● The task
Below is a news article about religious groups asking the Supreme Court to end the death penalty for minors. Continue the article after its last sentence.

● Text
____________________

Coalition urges end to youth executions: In Roper v. Simmons

August 10, 2004

A wide array of nearly 30 religious groups has called upon the U.S. Supreme Court to outlaw the execution of minors. The high court is expected to hear oral arguments in a juvenile death penalty case when its new term opens in the fall.

Denominations that sometimes find little theological common ground joined on July 19 to submit a friend-of-the-court brief in Roper v. Simmons. They urged the court to heed “evolving standards of decency” and stop states from applying the death penalty to youths under 18 years old.

Signatories to the brief include the U.S. Conference of Catholic Bishops, the Greek Orthodox Church, the United Methodist Church, the Presbyterian Church, the American Jewish Committee, the Buddhist Peace Fellowship and the Muslim Public Affairs Council.

“We are pleased that representatives of a broad cross section of religious groups in the United States— reflecting Christian, Jewish, Muslim and Buddhist traditions—have joined in this effort,” said Cardinal Theodore McCarrick, archbishop of Washington and chairman of the USCCB Domestic Policy Committee.

“It is our shared conviction that because of their age, juveniles lack the psychological maturity and judgment of adults and therefore should not be treated as adults for purposes of capital crimes,” the cardinal said.

____________________

● Exercise data
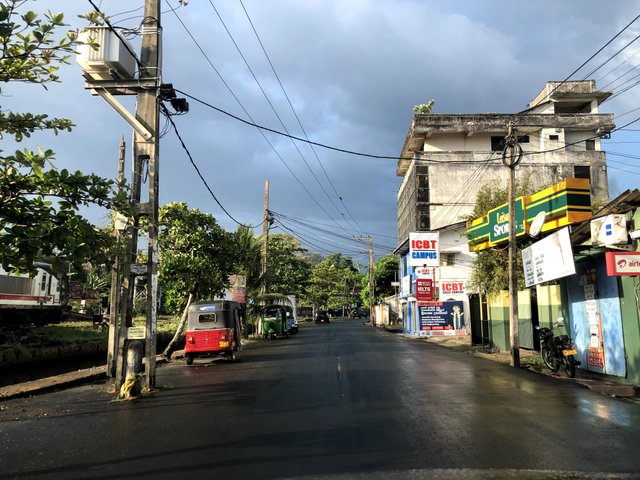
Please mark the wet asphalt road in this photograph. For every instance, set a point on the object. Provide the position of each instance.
(336, 401)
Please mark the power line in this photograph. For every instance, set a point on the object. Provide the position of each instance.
(275, 73)
(317, 144)
(247, 113)
(273, 109)
(184, 147)
(586, 62)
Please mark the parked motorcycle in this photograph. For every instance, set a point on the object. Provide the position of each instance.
(557, 351)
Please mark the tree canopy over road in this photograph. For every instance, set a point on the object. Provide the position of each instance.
(39, 204)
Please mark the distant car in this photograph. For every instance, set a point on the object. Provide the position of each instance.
(322, 316)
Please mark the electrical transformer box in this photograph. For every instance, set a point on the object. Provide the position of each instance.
(113, 60)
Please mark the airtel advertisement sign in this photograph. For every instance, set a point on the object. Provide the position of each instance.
(623, 264)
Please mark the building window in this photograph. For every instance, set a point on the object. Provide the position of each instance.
(448, 259)
(497, 143)
(581, 171)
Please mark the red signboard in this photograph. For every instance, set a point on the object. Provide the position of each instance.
(424, 290)
(623, 263)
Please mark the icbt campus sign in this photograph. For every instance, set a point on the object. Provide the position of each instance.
(423, 249)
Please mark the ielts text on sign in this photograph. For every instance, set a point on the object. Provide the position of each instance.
(424, 248)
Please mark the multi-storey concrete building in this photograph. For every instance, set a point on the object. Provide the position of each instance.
(446, 158)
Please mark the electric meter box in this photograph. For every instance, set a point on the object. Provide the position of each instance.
(111, 61)
(609, 230)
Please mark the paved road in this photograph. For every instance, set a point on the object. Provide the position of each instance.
(336, 401)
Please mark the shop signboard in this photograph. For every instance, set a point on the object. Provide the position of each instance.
(423, 249)
(623, 263)
(441, 318)
(548, 259)
(425, 291)
(451, 287)
(563, 204)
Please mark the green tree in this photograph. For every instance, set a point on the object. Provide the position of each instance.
(247, 257)
(385, 271)
(195, 259)
(332, 282)
(39, 204)
(287, 271)
(424, 107)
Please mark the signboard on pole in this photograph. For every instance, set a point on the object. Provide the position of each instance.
(238, 284)
(423, 249)
(548, 259)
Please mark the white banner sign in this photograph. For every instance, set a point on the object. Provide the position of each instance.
(406, 286)
(424, 248)
(548, 259)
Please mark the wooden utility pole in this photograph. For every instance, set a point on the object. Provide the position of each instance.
(511, 156)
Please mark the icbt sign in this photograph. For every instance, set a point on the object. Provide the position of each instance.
(423, 249)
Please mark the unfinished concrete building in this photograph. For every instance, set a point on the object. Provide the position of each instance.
(447, 158)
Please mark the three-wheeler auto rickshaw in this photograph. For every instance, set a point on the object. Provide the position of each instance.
(213, 329)
(274, 321)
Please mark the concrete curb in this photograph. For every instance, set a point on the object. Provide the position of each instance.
(603, 385)
(65, 380)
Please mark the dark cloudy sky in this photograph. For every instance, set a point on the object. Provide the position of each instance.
(352, 70)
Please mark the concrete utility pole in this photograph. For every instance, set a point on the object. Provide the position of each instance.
(511, 156)
(371, 287)
(147, 87)
(148, 114)
(264, 251)
(114, 300)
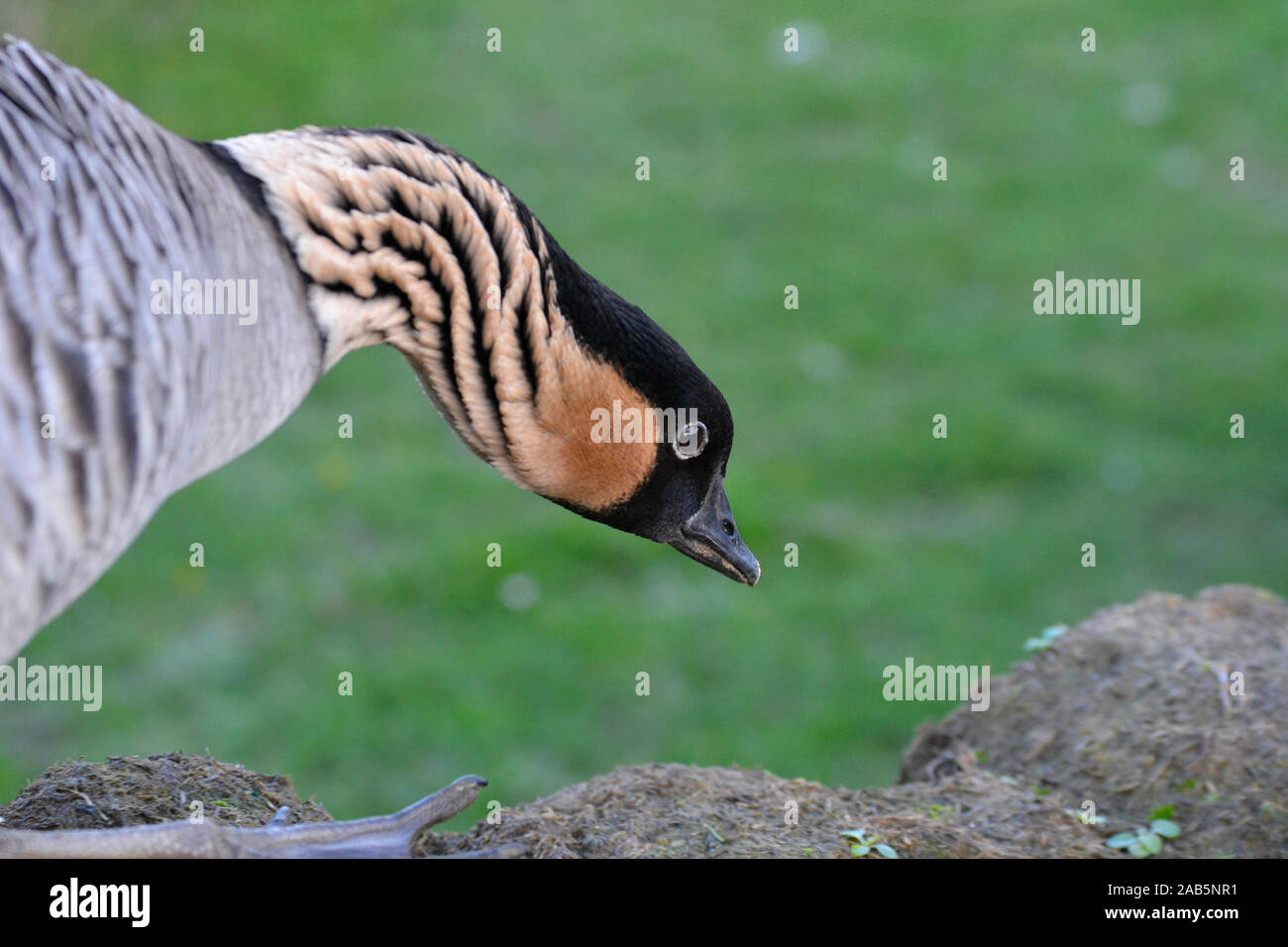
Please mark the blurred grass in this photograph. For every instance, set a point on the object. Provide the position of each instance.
(368, 556)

____________________

● Expected answer
Rabbi David Saperstein, director of the Religious Action Center of Reform Judaism, said that “every major Jewish denomination is fundamentally opposed to the death penalty for minors” and that six other Jewish organizations have signed on to the brief.

Fifteen briefs opposing the death penalty for juveniles have been filed. Signatories include 48 nations, 18 Nobel Peace Prize laureates and a host of human rights, medical and legal groups.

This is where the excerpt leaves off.